* PROBLEMS TO WORK ON:
A – Answer these from the SBMClone study summary:
(i) What kind of model does SBMClone use to handle sparse data?
(ii) How low did sequencing coverage go in the simulated datasets?
(iii) Which two technologies produced the breast cancer patient data?
B – Carry on the SBMClone study summary from its last line.

* PASSAGE PROVIDED:
Purpose of the Study:

  • To introduce SBMClone, a novel computational method for inferring clonal structures from sparse single-nucleotide mutation data.
  • To demonstrate SBMClone's accuracy in identifying cell clusters (clones) even with ultra-low sequencing coverage.
  • To apply SBMClone to real-world single-cell whole-genome sequencing data from breast cancer patients.

Main Methods:

  • Developed SBMClone, a method employing a stochastic block model to address data sparsity.
  • Validated SBMClone using simulated datasets with sequencing coverage as low as 0.2×.
  • Applied SBMClone to single-cell whole-genome sequencing data from two breast cancer patients using different technologies (10X Genomics CNV and DOP-PCR).

Main Results:

  • SBMClone accurately inferred clonal composition on simulated data, demonstrating robustness at low coverage.

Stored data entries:
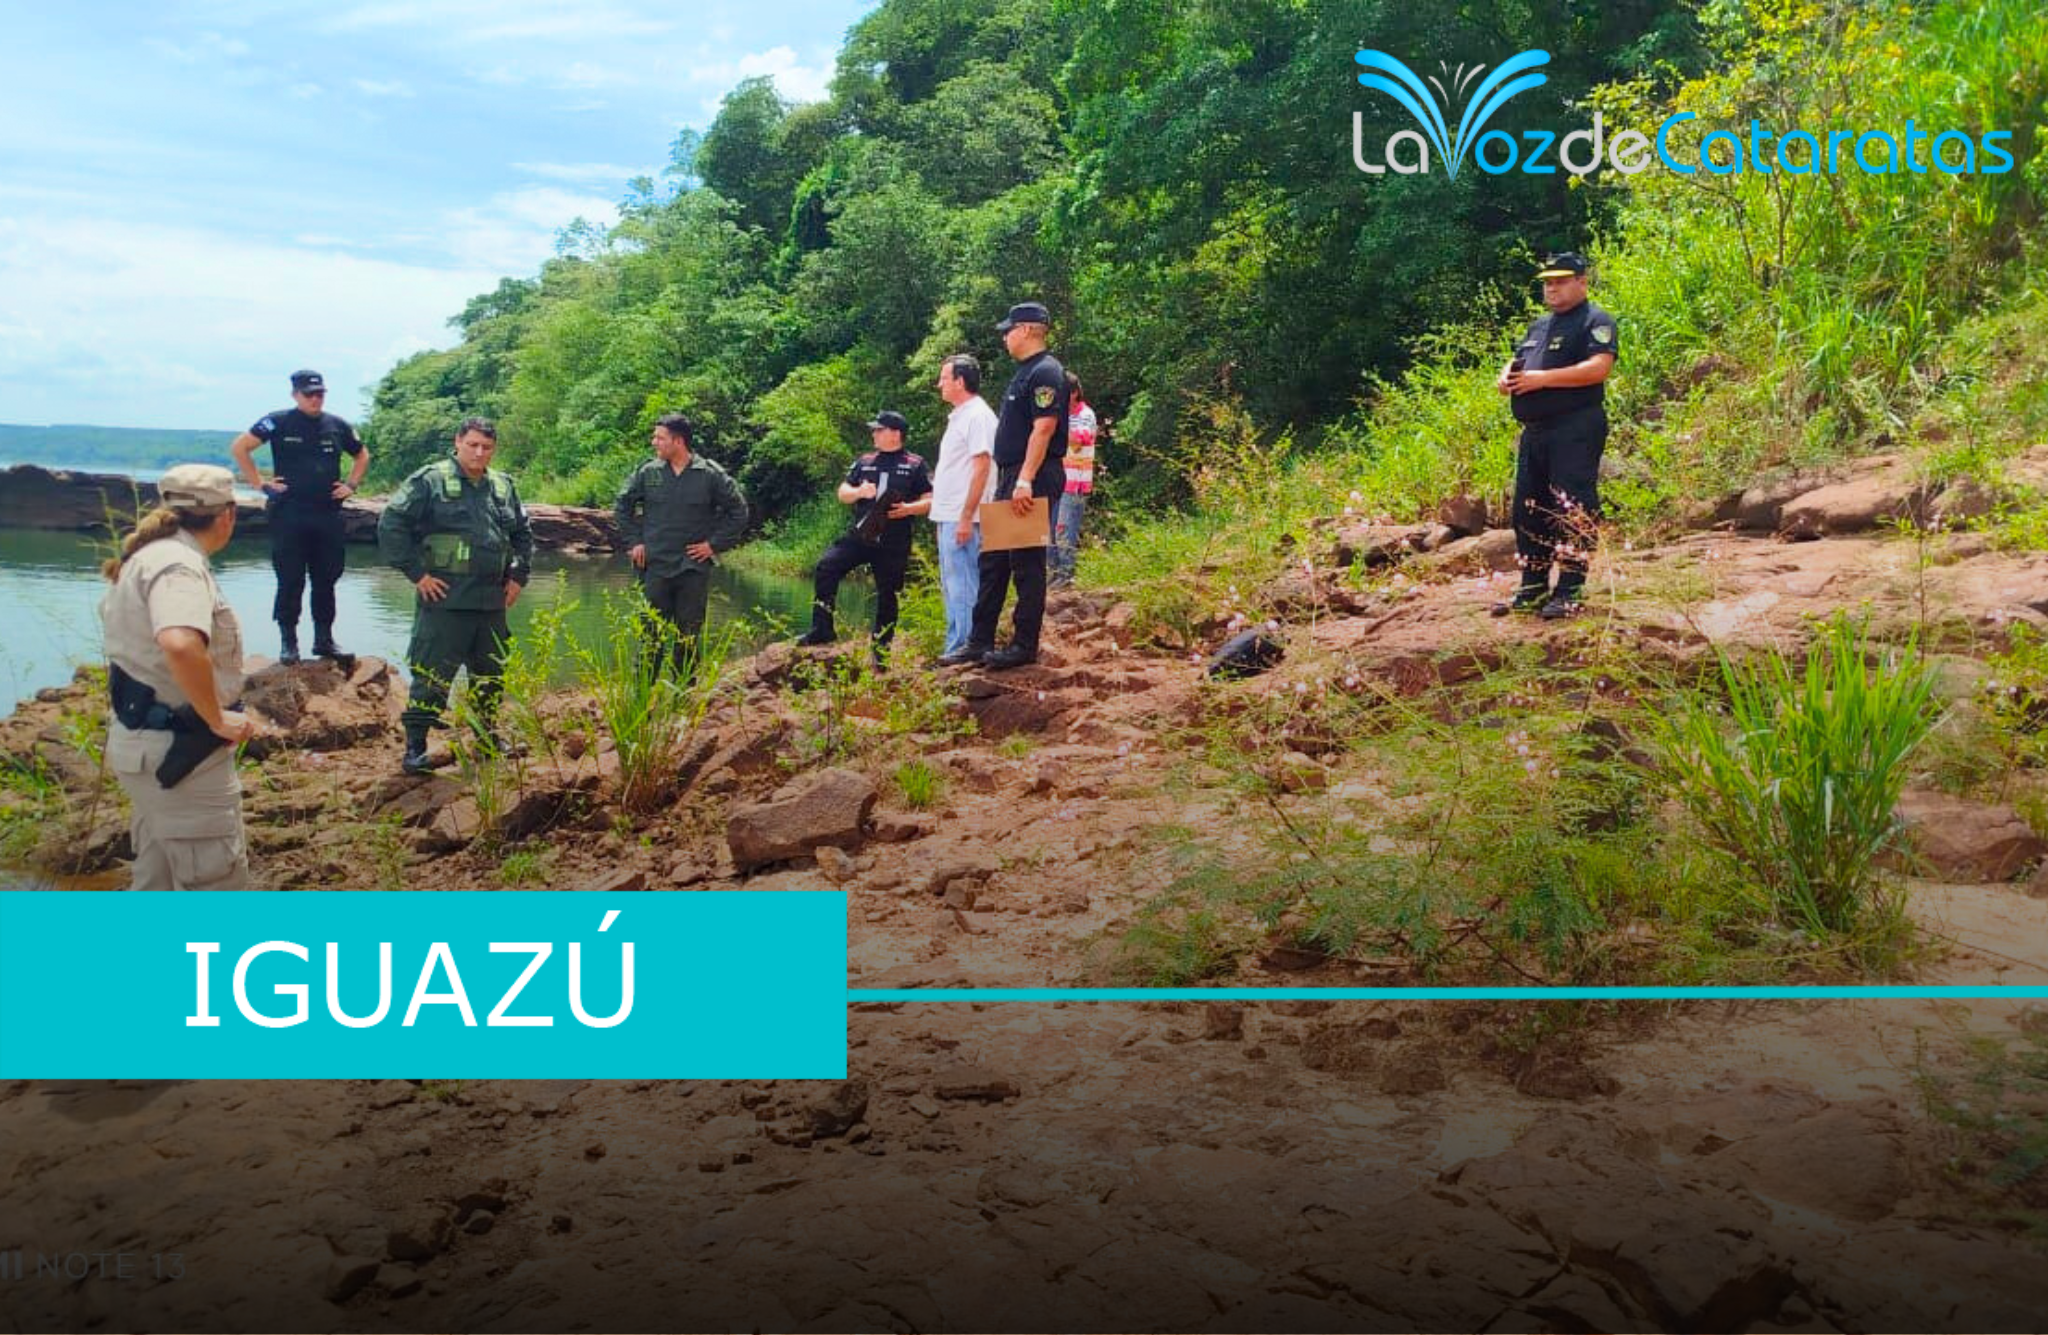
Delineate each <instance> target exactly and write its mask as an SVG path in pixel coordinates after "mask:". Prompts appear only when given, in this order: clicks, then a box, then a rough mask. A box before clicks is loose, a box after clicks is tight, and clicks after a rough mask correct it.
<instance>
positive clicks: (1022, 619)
mask: <svg viewBox="0 0 2048 1335" xmlns="http://www.w3.org/2000/svg"><path fill="white" fill-rule="evenodd" d="M1065 485H1067V471H1065V469H1061V467H1059V465H1053V469H1051V471H1040V473H1038V479H1036V483H1034V485H1032V498H1044V500H1047V524H1044V532H1047V547H1018V549H1014V551H987V549H983V551H981V561H977V573H979V575H981V592H979V594H977V596H975V625H973V629H971V631H969V633H967V643H969V645H973V647H975V649H993V647H995V627H997V622H1001V618H1004V602H1006V600H1008V598H1010V588H1012V586H1016V592H1018V610H1016V614H1014V616H1012V633H1010V643H1012V645H1016V647H1020V649H1028V651H1032V653H1038V631H1040V627H1044V563H1047V551H1049V549H1051V541H1053V526H1055V522H1057V516H1059V493H1061V491H1063V489H1065ZM1012 487H1016V473H1012V471H1008V469H1004V471H1001V473H999V475H997V479H995V498H997V500H1008V498H1010V489H1012Z"/></svg>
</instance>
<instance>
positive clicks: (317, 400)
mask: <svg viewBox="0 0 2048 1335" xmlns="http://www.w3.org/2000/svg"><path fill="white" fill-rule="evenodd" d="M291 401H293V407H287V410H283V412H274V414H268V416H264V418H262V420H260V422H256V426H252V428H248V430H246V432H242V434H240V436H236V442H233V457H236V467H240V469H242V479H244V481H246V483H248V485H252V487H256V489H260V491H262V493H266V496H268V498H270V506H268V508H270V567H272V569H274V571H276V602H274V604H272V608H270V612H272V616H274V618H276V635H279V651H276V659H279V661H281V663H297V661H299V602H301V598H303V596H305V584H307V577H309V575H311V582H313V655H315V657H346V655H344V653H342V649H340V645H336V643H334V586H336V582H340V577H342V567H344V565H346V543H344V539H342V502H344V500H348V498H350V496H354V493H356V487H360V485H362V475H365V473H367V471H369V467H371V453H369V448H367V446H365V444H362V440H358V438H356V432H354V428H352V426H348V422H344V420H342V418H338V416H334V414H330V412H326V403H328V381H326V379H322V375H319V373H317V371H293V373H291ZM260 444H268V446H270V479H268V481H264V477H262V475H260V473H258V471H256V446H260ZM342 455H350V457H352V459H350V465H348V477H346V481H344V479H342Z"/></svg>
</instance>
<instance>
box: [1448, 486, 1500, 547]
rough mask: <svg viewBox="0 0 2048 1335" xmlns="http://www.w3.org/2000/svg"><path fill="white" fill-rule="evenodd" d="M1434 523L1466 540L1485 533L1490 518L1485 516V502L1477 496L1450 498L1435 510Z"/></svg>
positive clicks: (1485, 514) (1468, 496) (1489, 521)
mask: <svg viewBox="0 0 2048 1335" xmlns="http://www.w3.org/2000/svg"><path fill="white" fill-rule="evenodd" d="M1436 522H1438V524H1442V526H1446V528H1450V530H1454V532H1456V536H1460V539H1468V536H1477V534H1481V532H1485V530H1487V526H1489V522H1491V516H1489V514H1487V502H1485V500H1481V498H1477V496H1452V498H1450V500H1448V502H1444V504H1442V506H1438V508H1436Z"/></svg>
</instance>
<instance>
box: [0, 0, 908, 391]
mask: <svg viewBox="0 0 2048 1335" xmlns="http://www.w3.org/2000/svg"><path fill="white" fill-rule="evenodd" d="M870 6H872V0H743V2H739V0H709V2H700V4H655V2H651V0H406V2H399V0H330V2H328V4H324V6H307V4H279V2H272V0H168V2H162V0H160V2H154V4H127V2H119V4H76V6H74V4H55V6H29V4H8V6H6V23H4V27H6V37H4V39H0V422H31V424H47V422H92V424H104V426H184V428H221V430H240V428H244V426H248V424H250V422H252V420H256V418H258V416H260V414H262V412H266V410H272V407H281V405H285V403H289V387H287V375H289V373H291V371H293V369H295V367H301V364H303V367H315V369H319V371H322V373H326V377H328V383H330V385H332V387H334V395H332V407H334V410H336V412H340V414H344V416H350V418H358V416H360V414H362V407H365V405H367V397H369V389H371V387H373V385H375V381H377V377H381V375H383V373H385V371H387V369H389V367H391V364H393V362H397V360H399V358H401V356H408V354H412V352H418V350H422V348H430V346H449V342H451V340H453V338H451V332H449V328H446V319H449V315H453V313H455V311H457V309H461V305H463V303H465V301H467V299H469V297H471V295H475V293H479V291H489V289H492V287H496V285H498V278H500V276H508V274H518V276H524V274H530V272H532V270H535V268H537V266H539V264H541V260H543V258H547V256H549V254H551V252H553V238H555V231H557V229H559V227H561V225H565V223H569V221H571V219H575V217H590V219H594V221H610V219H612V205H614V201H616V199H621V197H623V195H625V184H627V180H631V178H633V176H637V174H657V172H659V170H662V168H664V166H666V164H668V152H670V145H672V143H674V139H676V133H678V131H680V129H684V127H694V129H702V127H705V125H709V123H711V117H713V115H717V106H719V100H721V98H723V96H725V92H727V90H729V88H731V86H733V84H737V82H739V80H741V78H748V76H754V74H768V76H774V80H776V86H778V88H780V90H782V94H784V96H791V98H795V100H813V98H819V96H823V92H825V82H827V80H829V76H831V63H834V55H836V53H838V49H840V43H842V39H844V35H846V29H848V27H850V25H852V23H854V20H856V18H858V16H860V14H862V12H864V10H868V8H870Z"/></svg>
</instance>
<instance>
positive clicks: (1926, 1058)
mask: <svg viewBox="0 0 2048 1335" xmlns="http://www.w3.org/2000/svg"><path fill="white" fill-rule="evenodd" d="M2044 1020H2048V1018H2044V1014H2042V1011H2040V1009H2030V1011H2025V1014H2023V1016H2021V1020H2019V1034H2017V1036H2013V1038H2003V1036H1993V1034H1980V1032H1970V1028H1968V1024H1966V1011H1962V1014H1958V1018H1956V1022H1954V1024H1952V1026H1950V1038H1952V1040H1954V1042H1956V1044H1958V1046H1960V1048H1962V1059H1960V1061H1958V1063H1954V1065H1946V1067H1944V1065H1935V1063H1933V1061H1929V1057H1927V1052H1925V1048H1923V1050H1921V1054H1919V1063H1917V1071H1915V1085H1917V1087H1919V1095H1921V1102H1923V1104H1925V1108H1927V1114H1929V1116H1933V1118H1937V1120H1939V1122H1946V1124H1948V1126H1950V1128H1952V1132H1954V1136H1956V1153H1954V1155H1952V1157H1950V1161H1948V1165H1946V1167H1948V1175H1950V1179H1952V1181H1954V1183H1958V1186H1962V1188H1964V1190H1966V1192H1968V1194H1970V1196H1972V1198H1974V1202H1972V1204H1974V1206H1976V1210H1974V1212H1976V1214H1978V1216H1980V1218H1985V1222H1991V1224H1995V1226H2001V1229H2013V1231H2025V1233H2028V1235H2032V1237H2036V1239H2040V1237H2048V1171H2044V1169H2048V1022H2044Z"/></svg>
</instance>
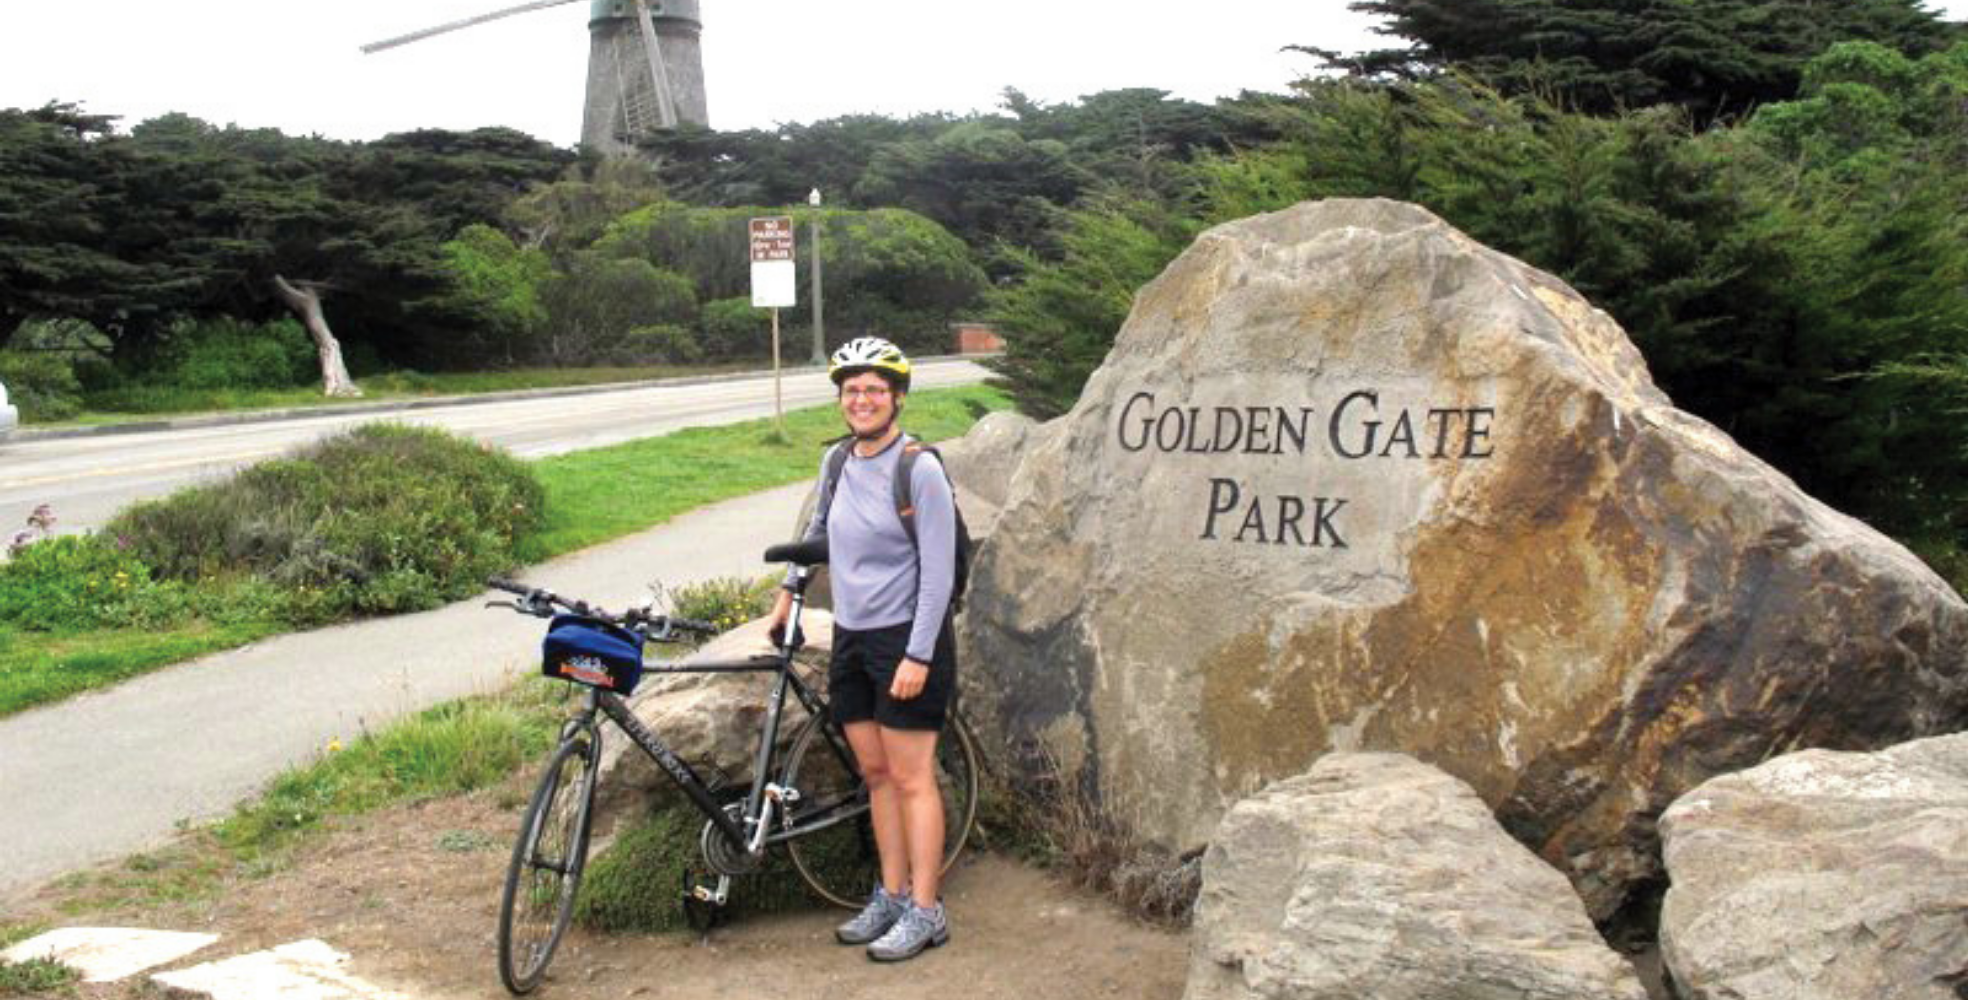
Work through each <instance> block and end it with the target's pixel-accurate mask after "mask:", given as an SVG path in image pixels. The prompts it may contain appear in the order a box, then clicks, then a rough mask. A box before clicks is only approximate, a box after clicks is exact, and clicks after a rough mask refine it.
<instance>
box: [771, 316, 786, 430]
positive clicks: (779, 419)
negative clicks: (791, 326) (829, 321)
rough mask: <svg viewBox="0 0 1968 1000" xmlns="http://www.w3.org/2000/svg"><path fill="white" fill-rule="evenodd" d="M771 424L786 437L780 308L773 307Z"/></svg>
mask: <svg viewBox="0 0 1968 1000" xmlns="http://www.w3.org/2000/svg"><path fill="white" fill-rule="evenodd" d="M771 423H773V427H777V429H779V437H785V398H783V396H781V394H779V307H777V305H773V307H771Z"/></svg>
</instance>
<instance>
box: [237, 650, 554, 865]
mask: <svg viewBox="0 0 1968 1000" xmlns="http://www.w3.org/2000/svg"><path fill="white" fill-rule="evenodd" d="M555 724H557V719H555V715H553V713H549V711H543V703H539V701H537V697H533V695H531V693H529V691H525V689H520V691H516V693H510V695H500V697H490V699H464V701H449V703H443V705H437V707H433V709H425V711H421V713H417V715H415V717H411V719H405V720H401V722H396V724H392V726H390V728H386V730H382V732H378V734H366V736H360V738H356V736H354V734H350V742H348V744H346V748H344V746H342V744H340V742H338V740H337V742H333V744H329V748H327V754H325V756H323V758H321V760H315V762H313V764H309V766H305V768H297V770H291V772H287V774H283V776H279V778H277V780H276V781H274V783H272V787H268V791H266V795H262V797H260V799H258V801H254V803H250V805H242V807H240V809H238V811H236V813H234V815H232V817H230V819H226V821H224V823H218V827H216V831H215V833H216V835H218V841H220V843H222V844H226V846H228V848H232V850H236V852H240V854H244V856H252V854H258V852H262V850H270V848H277V846H281V844H283V843H287V841H289V839H291V837H293V835H295V833H299V831H305V829H311V827H315V825H317V823H319V821H321V819H323V817H327V815H352V813H366V811H370V809H378V807H382V805H388V803H396V801H405V799H421V797H435V795H453V793H462V791H474V789H480V787H486V785H492V783H496V781H502V780H504V778H506V776H508V774H512V772H514V768H520V766H522V764H525V762H531V760H537V758H541V756H543V754H545V752H547V748H549V746H553V730H555Z"/></svg>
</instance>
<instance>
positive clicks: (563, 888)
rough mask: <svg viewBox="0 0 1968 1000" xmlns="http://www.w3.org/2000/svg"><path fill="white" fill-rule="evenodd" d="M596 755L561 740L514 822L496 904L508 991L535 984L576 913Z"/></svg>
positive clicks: (590, 799) (579, 743)
mask: <svg viewBox="0 0 1968 1000" xmlns="http://www.w3.org/2000/svg"><path fill="white" fill-rule="evenodd" d="M598 758H600V754H596V746H594V742H592V740H588V738H575V740H567V742H563V744H561V746H559V748H557V750H555V752H553V760H551V762H549V764H547V774H543V776H541V778H539V787H537V789H535V791H533V801H531V805H527V809H525V821H522V823H520V839H518V841H516V843H514V844H512V862H510V864H508V866H506V894H504V898H502V900H500V907H498V974H500V980H504V982H506V988H508V990H512V992H514V994H525V992H531V990H533V988H535V986H539V980H541V978H543V976H545V974H547V963H549V961H553V949H555V947H559V943H561V935H563V933H567V921H569V919H571V917H573V915H575V892H577V890H579V888H581V868H583V866H586V858H588V809H590V807H592V805H594V766H596V762H598Z"/></svg>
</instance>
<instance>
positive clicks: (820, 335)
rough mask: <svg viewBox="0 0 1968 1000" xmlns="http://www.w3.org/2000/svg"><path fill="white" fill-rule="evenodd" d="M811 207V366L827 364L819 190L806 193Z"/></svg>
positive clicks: (819, 195) (826, 343)
mask: <svg viewBox="0 0 1968 1000" xmlns="http://www.w3.org/2000/svg"><path fill="white" fill-rule="evenodd" d="M807 205H813V364H827V333H825V331H827V327H825V325H823V323H821V189H819V187H815V189H813V191H811V193H807Z"/></svg>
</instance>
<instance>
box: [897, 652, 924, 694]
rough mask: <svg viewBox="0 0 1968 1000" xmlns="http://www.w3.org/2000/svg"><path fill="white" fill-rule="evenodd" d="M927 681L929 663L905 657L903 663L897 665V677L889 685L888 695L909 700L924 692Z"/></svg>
mask: <svg viewBox="0 0 1968 1000" xmlns="http://www.w3.org/2000/svg"><path fill="white" fill-rule="evenodd" d="M925 683H929V663H923V661H921V659H909V657H903V659H901V665H899V667H895V679H893V681H892V683H890V685H888V697H892V699H895V701H909V699H913V697H915V695H921V693H923V685H925Z"/></svg>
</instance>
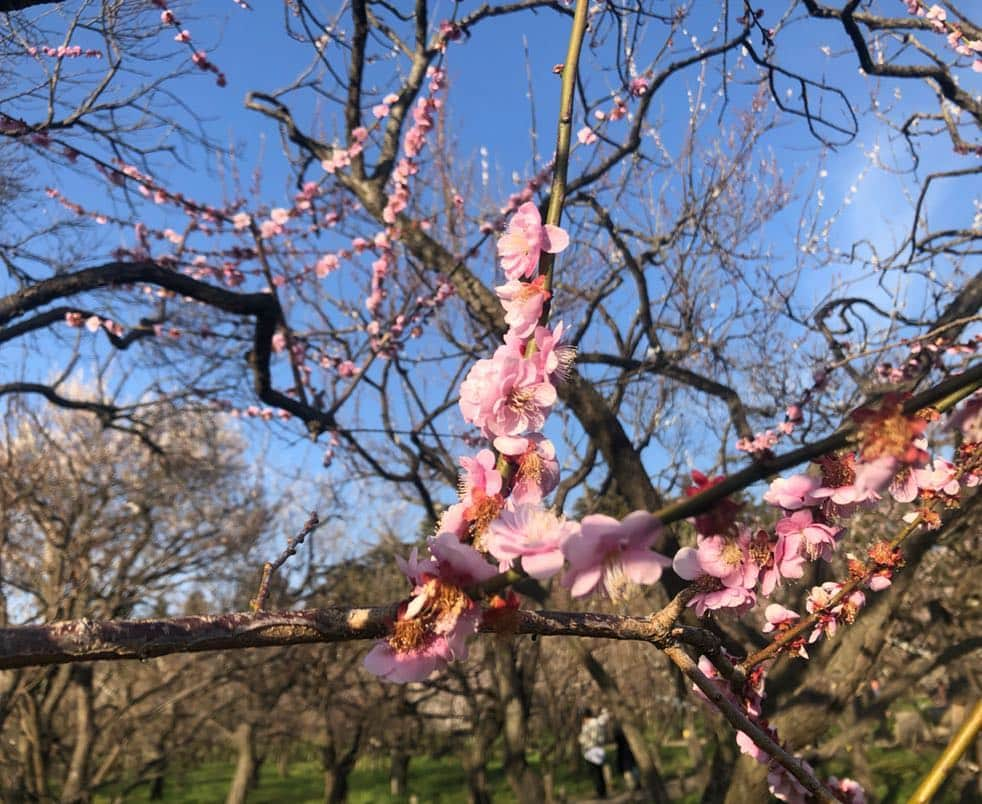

* RESULTS IN ORDER:
A –
(i) A stochastic block model.
(ii) As low as 0.2×.
(iii) 10X Genomics CNV and DOP-PCR.

B –
  • For a breast cancer patient (≈0.03× coverage), SBMClone recovered major clonal structures with minimal additional information.
  • Analysis of a second patient's data (≈0.5× coverage) revealed the presence of tumor cells post-treatment, contradicting previous findings.

Conclusions:

  • SBMClone effectively overcomes the sparsity challenge in ultra-low coverage single-cell sequencing for single-nucleotide mutation analysis.
  • The method accurately reconstructs clonal architecture and provides valuable insights into cancer heterogeneity and evolution.
  • SBMClone offers a powerful tool for advancing single-cell genomics in cancer and other research areas.